■ JOB
Report only the number of lines in the material below that contain the string "screen". Matching is case-sensitive.

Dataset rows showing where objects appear
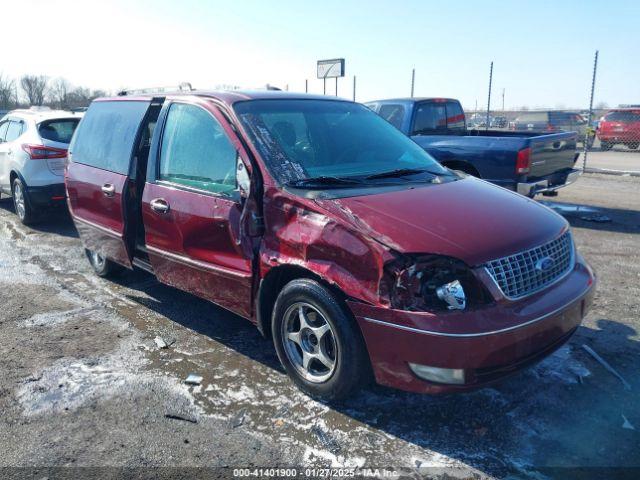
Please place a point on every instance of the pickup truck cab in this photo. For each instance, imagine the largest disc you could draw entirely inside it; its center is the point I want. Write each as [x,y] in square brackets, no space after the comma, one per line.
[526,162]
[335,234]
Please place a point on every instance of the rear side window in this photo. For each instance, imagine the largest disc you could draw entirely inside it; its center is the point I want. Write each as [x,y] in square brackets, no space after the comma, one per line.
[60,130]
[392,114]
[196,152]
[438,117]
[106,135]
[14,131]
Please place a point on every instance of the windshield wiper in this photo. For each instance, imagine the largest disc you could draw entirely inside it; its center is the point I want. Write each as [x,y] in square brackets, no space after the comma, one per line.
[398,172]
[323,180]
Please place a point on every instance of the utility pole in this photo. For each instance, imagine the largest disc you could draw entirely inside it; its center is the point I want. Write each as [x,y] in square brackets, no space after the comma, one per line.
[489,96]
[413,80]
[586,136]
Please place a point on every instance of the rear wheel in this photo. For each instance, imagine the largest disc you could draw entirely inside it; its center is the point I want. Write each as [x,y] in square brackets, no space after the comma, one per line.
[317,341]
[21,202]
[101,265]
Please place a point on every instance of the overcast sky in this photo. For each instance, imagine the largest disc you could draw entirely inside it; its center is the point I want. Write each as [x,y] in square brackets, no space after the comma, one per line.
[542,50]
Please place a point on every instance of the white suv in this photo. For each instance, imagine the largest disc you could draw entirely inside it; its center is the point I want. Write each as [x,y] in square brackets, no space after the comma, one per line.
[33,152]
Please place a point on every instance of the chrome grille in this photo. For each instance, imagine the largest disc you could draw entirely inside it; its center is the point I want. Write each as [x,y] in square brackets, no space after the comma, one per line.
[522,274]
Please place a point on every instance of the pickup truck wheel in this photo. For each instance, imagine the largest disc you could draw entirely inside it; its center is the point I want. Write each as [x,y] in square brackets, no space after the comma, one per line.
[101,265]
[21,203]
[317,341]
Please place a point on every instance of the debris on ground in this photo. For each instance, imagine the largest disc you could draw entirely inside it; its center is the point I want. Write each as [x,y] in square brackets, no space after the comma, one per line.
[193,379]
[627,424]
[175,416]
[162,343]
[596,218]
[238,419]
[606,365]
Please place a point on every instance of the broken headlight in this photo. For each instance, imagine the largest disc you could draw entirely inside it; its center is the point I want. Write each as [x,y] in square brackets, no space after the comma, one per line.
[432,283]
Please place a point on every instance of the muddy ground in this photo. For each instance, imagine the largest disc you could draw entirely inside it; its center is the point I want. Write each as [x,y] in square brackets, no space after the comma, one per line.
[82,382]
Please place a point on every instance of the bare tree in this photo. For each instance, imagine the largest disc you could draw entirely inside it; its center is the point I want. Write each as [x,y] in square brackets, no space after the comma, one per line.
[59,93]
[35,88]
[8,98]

...

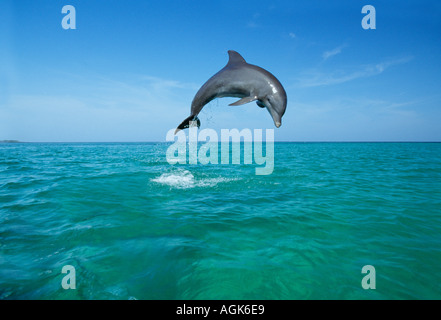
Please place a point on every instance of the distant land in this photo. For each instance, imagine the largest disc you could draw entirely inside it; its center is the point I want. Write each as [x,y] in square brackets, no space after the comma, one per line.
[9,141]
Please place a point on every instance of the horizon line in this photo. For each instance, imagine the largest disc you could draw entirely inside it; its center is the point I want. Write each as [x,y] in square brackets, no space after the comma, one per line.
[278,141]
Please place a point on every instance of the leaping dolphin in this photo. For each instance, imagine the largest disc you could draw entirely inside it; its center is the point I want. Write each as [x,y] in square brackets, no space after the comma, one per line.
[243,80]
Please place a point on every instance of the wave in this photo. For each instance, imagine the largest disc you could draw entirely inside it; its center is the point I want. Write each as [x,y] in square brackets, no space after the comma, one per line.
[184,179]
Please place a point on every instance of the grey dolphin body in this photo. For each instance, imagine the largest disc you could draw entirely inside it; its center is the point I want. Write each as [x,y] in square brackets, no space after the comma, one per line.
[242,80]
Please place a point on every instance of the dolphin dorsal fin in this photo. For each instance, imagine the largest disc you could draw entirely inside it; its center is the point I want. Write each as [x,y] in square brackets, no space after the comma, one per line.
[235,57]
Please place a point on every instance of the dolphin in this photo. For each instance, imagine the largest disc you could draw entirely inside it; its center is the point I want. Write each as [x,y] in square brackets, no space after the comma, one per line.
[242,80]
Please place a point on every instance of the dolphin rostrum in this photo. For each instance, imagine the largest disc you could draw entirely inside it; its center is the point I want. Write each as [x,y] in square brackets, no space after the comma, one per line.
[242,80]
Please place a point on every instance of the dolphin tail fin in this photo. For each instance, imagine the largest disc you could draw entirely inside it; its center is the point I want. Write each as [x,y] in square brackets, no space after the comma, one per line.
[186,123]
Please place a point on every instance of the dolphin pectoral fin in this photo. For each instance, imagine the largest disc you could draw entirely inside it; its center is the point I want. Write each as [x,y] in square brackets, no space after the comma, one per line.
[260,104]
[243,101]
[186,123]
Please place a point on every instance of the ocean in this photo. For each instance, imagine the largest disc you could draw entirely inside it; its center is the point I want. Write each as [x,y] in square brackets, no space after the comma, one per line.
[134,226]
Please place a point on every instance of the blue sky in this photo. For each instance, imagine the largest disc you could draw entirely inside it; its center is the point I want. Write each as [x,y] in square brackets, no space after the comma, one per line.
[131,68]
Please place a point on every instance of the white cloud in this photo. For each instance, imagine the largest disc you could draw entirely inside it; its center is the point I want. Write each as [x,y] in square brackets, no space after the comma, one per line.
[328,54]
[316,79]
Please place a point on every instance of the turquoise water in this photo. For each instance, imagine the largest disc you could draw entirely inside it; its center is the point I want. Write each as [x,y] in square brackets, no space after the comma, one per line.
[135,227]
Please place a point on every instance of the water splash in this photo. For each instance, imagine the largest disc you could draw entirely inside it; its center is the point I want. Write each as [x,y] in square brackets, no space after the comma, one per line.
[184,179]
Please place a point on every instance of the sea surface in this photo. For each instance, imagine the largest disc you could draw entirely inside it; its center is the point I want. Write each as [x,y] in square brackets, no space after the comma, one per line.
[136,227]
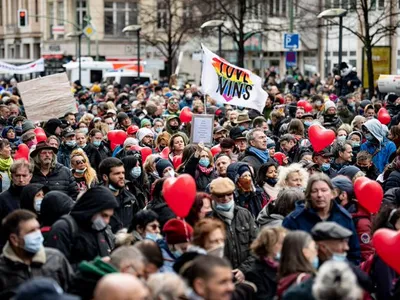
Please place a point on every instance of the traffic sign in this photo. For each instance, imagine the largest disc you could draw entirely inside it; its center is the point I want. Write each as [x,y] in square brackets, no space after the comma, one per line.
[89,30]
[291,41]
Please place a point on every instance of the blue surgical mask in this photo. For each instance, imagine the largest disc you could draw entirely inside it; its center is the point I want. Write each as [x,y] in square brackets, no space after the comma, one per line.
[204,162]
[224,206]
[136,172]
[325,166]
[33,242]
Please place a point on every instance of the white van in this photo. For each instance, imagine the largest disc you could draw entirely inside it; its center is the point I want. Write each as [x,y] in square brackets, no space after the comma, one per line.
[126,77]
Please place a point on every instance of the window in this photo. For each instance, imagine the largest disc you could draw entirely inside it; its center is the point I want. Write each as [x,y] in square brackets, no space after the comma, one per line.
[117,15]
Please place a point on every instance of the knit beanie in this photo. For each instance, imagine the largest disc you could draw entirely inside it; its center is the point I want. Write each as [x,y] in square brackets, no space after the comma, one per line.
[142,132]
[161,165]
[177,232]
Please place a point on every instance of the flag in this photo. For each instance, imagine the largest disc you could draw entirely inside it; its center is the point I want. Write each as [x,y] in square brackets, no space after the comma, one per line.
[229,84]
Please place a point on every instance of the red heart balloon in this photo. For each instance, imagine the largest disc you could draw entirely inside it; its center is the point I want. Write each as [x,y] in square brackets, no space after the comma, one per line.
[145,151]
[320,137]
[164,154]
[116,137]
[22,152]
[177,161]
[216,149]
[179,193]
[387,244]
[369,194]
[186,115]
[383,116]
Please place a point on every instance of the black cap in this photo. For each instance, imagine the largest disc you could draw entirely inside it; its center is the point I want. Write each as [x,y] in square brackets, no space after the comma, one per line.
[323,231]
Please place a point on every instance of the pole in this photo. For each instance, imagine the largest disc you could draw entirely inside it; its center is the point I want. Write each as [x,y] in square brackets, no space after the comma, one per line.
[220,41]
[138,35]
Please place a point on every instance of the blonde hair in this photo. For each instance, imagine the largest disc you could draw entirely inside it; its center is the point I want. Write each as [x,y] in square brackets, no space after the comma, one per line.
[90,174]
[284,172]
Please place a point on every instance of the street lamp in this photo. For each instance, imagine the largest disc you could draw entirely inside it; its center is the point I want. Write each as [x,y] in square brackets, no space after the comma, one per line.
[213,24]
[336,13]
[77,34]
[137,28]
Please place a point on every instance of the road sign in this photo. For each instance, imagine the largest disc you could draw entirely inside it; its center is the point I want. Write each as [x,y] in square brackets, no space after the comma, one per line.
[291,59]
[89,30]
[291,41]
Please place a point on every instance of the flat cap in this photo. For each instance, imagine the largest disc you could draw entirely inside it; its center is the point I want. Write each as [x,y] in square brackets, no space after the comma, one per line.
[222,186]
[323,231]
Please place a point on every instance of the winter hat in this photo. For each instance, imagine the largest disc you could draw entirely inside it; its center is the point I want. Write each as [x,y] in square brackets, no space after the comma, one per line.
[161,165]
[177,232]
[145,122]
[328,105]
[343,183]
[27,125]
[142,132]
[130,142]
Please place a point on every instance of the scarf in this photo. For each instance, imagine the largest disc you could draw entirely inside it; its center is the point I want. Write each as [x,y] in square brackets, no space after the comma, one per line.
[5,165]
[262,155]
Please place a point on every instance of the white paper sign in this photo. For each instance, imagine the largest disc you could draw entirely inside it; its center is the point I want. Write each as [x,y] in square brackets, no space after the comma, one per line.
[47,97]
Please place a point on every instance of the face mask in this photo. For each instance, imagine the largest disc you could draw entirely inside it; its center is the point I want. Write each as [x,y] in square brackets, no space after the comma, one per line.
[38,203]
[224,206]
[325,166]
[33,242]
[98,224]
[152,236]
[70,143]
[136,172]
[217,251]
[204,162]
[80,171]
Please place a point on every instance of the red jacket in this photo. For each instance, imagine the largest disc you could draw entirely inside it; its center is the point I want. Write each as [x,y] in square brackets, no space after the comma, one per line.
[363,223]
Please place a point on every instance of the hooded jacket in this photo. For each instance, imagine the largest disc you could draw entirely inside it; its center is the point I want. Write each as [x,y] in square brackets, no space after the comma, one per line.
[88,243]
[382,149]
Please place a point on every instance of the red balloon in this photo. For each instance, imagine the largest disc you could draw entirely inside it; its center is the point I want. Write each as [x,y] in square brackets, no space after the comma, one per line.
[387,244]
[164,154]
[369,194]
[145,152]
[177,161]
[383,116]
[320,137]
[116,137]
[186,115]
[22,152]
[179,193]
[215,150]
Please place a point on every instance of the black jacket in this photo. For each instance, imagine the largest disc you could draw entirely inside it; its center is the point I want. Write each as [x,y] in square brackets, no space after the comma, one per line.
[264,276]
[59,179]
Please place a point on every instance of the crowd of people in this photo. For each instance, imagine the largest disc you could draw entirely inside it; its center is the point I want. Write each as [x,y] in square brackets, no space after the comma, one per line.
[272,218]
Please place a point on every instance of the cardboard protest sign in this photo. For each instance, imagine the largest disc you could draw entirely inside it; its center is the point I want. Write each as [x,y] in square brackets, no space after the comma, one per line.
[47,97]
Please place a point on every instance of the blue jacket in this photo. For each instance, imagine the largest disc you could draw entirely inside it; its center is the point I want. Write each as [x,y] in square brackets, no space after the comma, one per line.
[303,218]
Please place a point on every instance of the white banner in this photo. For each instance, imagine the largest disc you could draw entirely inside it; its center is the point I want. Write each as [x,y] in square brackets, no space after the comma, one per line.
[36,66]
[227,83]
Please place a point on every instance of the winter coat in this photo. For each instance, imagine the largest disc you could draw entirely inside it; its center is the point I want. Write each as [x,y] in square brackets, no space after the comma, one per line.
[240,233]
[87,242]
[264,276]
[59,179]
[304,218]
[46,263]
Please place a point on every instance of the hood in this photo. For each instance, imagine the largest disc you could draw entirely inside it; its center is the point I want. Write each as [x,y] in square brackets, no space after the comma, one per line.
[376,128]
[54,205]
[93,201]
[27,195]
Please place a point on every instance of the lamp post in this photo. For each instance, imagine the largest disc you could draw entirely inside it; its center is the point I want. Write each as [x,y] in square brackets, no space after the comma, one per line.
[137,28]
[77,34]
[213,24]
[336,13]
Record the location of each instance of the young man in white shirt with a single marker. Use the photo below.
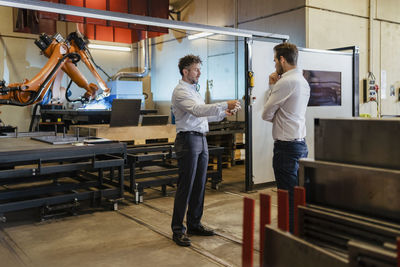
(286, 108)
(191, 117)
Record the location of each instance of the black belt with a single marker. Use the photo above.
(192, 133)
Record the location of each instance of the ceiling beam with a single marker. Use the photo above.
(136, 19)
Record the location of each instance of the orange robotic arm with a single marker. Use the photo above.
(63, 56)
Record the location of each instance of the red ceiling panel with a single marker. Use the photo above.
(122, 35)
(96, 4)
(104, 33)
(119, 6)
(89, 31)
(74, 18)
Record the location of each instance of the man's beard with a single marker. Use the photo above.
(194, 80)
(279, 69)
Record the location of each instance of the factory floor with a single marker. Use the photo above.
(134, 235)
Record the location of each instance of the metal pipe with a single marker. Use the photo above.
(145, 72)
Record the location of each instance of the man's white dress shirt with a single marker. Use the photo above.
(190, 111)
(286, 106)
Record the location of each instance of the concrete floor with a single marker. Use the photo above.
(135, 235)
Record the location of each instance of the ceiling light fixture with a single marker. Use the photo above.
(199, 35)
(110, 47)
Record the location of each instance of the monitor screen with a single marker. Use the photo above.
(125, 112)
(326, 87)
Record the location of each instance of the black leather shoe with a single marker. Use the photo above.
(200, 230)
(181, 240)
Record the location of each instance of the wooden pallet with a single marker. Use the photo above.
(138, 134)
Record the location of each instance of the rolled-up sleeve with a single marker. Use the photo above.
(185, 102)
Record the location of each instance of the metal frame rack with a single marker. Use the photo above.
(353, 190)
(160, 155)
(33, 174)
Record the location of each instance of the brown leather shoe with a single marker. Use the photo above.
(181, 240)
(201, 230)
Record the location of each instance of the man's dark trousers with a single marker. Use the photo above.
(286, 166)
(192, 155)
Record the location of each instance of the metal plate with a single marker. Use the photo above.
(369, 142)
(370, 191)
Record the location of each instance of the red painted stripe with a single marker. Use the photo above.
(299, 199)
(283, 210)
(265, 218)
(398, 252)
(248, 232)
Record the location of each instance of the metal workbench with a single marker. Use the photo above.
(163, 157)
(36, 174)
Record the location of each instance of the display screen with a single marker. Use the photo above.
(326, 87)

■ OUTPUT OF THE TASK
2